**WRITTEN INSTRUCTION:**
Answer these questions using the text on team responsibility below.
1. What happens the more time you spend assisting a single person?
2. During what period did the writer spend hours browsing other people's experiences?
3. According to the comment the writer remembers, what should you act as if every single guy on the road is?

:: TEXT SEGMENT

You are responsible for your team as a whole
This might be a rather hard pill to swallow. I certainly found it as such. But here’s the thing – if you spend majority of your time assisting one or two members of your team, what you are effectively doing is:
- Ignoring other members who might need help.
And yes, it’s a fact.The more time you spend assisting a single person, the more tired you become and the less helpful you are for other members
- Putting your job at risk because, again, the more tired and worn out you become by breastfeeding some people, the less of your daily tasks you will do, and, as a direct result, the less productive you will be, putting your job at risk
- Putting EVERYONE’s jobs at risk because, again, by not being there to assist others when needed and by not doing your tasks, you are endangering the whole team which puts everybody’s job at risk!
So, let me put it as blunt as this:
By making yourself available all the time to everyone, you are doing a disservice to everyone in your team by putting both theirs and your job at risk!
If your team members get fired because the project got endangered due to you parenting certain members of the team – that goes on you!
Does that make you scared? I hope it does!
Defending your time as if your life depends on it
I know, it sounds brutal. But still, someone has to say it. And yes, it is brutal.
This is a concept that I actually heard about from a completely different area. During my post-motorcycle crash period, I spent hours browsing other people’s experiences. And I came around a comment that just stuck with me to this day. “What you want to do is act as if every single guy on the road is a crazy drunk bastard whose primary goal is to try and kill you”.

::::
:: EXCERPTED RECORDS

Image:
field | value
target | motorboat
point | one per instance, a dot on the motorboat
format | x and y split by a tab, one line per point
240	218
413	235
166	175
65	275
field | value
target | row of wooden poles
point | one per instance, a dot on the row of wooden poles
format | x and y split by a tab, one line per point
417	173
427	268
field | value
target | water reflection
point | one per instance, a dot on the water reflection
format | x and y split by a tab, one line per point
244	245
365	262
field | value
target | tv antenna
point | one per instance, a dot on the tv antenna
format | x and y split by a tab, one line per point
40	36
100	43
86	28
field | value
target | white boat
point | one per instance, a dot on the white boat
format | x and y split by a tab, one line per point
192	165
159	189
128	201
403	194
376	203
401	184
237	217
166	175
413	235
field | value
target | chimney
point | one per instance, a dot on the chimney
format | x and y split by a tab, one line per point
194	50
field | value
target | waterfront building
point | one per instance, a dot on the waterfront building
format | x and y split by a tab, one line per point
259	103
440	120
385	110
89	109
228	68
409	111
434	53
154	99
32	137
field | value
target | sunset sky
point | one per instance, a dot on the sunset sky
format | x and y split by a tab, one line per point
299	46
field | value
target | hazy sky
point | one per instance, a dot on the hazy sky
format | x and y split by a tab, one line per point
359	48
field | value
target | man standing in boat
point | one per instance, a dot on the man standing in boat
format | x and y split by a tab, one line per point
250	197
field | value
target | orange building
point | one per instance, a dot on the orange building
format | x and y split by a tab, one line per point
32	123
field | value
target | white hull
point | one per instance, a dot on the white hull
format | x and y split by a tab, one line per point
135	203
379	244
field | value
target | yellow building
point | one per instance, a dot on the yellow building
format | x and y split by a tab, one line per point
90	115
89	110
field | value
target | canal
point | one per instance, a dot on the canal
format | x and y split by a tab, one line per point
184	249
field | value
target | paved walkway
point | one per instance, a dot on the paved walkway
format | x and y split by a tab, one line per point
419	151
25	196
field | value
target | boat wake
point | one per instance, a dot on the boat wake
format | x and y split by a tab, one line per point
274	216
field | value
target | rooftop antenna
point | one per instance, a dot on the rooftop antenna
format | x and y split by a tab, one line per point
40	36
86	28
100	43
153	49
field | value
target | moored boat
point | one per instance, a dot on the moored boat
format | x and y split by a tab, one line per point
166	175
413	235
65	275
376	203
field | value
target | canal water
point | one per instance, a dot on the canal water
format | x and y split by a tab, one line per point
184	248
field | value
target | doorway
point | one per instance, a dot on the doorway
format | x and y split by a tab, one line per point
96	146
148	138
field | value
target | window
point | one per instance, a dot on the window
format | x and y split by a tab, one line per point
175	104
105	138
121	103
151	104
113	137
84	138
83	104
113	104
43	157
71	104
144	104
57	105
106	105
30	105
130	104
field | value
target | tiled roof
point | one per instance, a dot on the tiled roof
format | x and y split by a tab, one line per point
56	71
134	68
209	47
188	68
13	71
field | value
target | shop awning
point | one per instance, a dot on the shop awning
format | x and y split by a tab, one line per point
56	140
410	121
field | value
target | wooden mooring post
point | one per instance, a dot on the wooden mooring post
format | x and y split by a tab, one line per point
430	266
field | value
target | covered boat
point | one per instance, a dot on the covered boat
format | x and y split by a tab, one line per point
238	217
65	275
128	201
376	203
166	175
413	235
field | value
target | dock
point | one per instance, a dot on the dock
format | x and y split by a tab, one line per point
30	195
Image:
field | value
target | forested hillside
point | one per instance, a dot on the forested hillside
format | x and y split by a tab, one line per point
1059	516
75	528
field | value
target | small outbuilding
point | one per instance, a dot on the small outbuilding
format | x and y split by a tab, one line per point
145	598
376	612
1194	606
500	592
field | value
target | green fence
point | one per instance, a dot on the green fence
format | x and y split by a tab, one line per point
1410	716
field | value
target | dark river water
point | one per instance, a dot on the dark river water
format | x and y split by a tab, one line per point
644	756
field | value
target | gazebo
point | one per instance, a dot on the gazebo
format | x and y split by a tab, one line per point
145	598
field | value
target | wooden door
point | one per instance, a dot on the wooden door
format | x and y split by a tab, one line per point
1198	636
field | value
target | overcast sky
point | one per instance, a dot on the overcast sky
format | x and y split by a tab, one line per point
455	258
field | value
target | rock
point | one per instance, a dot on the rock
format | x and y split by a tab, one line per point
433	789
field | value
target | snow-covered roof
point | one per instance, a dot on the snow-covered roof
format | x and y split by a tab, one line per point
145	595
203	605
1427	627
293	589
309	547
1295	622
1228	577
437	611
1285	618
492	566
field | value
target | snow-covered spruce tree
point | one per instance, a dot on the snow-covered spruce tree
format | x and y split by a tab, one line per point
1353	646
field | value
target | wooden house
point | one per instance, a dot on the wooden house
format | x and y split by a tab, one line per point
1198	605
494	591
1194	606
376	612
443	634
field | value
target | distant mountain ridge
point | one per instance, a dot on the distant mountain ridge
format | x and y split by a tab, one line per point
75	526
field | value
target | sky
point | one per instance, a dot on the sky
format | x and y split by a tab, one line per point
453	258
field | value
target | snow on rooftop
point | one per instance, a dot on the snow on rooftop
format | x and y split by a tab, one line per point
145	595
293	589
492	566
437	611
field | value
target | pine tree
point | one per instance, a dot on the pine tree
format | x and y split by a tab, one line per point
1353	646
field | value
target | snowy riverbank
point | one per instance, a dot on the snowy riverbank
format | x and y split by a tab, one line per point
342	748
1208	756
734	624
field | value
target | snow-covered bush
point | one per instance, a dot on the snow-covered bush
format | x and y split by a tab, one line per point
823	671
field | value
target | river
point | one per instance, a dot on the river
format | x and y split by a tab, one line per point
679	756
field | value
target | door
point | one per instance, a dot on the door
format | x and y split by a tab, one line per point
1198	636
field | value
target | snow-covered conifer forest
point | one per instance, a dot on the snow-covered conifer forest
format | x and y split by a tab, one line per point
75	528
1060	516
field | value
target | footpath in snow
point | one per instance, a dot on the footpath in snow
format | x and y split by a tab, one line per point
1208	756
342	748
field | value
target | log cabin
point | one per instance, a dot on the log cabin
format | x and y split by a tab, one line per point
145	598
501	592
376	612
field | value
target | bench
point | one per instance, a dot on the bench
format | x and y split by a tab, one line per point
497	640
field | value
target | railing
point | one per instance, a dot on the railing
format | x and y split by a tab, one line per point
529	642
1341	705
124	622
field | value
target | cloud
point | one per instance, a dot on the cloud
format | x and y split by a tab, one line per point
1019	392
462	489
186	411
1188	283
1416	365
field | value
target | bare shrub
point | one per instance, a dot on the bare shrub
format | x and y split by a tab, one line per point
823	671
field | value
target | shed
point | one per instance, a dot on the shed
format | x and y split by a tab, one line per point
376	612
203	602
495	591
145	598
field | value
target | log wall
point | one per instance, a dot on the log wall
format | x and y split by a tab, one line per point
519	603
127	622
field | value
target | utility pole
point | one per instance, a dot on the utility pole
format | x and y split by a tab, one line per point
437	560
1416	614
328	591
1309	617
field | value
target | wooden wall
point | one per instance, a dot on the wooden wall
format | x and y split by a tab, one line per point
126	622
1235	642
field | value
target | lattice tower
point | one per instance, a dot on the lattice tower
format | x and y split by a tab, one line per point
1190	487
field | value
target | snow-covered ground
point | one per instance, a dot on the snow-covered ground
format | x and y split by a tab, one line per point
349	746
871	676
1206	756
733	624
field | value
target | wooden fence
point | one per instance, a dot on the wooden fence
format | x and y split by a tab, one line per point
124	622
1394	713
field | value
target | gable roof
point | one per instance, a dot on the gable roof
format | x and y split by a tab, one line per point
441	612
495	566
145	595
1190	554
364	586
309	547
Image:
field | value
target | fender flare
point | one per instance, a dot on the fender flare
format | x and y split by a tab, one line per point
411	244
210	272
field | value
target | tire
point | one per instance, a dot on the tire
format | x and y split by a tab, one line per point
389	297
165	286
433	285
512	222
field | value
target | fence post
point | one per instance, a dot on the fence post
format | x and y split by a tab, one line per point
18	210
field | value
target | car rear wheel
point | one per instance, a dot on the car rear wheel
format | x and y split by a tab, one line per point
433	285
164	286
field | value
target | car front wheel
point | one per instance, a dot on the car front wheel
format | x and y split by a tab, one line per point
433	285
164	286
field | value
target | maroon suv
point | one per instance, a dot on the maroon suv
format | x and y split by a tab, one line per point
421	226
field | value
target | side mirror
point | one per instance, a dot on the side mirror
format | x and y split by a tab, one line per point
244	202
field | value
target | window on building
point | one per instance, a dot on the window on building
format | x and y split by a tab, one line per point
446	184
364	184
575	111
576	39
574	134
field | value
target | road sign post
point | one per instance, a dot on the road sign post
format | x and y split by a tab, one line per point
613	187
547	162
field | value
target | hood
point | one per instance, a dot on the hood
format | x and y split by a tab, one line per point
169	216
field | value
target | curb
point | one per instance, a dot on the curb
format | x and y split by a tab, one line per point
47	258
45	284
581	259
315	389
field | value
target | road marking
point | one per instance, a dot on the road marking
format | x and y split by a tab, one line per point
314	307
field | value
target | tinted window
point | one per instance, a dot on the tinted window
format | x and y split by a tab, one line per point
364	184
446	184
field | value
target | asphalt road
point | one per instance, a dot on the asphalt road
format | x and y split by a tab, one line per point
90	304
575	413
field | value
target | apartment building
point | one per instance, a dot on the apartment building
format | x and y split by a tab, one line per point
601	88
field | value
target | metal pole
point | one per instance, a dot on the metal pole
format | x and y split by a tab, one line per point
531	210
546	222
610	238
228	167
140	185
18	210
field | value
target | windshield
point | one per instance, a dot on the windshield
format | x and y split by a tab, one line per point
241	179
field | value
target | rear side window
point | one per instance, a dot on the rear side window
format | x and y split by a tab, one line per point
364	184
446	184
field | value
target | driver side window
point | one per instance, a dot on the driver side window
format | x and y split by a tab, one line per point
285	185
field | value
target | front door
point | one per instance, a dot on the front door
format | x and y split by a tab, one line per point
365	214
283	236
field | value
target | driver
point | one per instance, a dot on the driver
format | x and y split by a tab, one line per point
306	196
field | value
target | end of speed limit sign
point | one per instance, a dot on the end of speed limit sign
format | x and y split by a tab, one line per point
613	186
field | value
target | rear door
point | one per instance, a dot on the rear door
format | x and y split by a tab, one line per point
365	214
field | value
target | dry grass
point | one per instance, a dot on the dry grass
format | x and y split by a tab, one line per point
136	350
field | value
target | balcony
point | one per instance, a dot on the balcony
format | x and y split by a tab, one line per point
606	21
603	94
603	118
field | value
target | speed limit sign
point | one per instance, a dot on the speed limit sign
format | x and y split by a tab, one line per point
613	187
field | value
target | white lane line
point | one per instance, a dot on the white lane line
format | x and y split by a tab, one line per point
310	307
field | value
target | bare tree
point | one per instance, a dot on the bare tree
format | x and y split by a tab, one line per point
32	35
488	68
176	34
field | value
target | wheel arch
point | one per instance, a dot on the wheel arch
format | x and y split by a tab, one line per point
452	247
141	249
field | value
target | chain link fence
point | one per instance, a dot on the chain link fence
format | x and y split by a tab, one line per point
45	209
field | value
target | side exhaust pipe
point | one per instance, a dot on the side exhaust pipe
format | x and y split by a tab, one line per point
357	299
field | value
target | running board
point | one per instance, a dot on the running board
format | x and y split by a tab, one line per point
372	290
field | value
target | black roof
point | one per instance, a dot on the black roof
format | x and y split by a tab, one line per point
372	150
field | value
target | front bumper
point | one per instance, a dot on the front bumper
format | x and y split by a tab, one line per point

::::

**THE REPLY:**
1. You become more tired and less helpful to other members.
2. During the writer's post-motorcycle crash period.
3. A crazy drunk bastard whose primary goal is to try and kill you.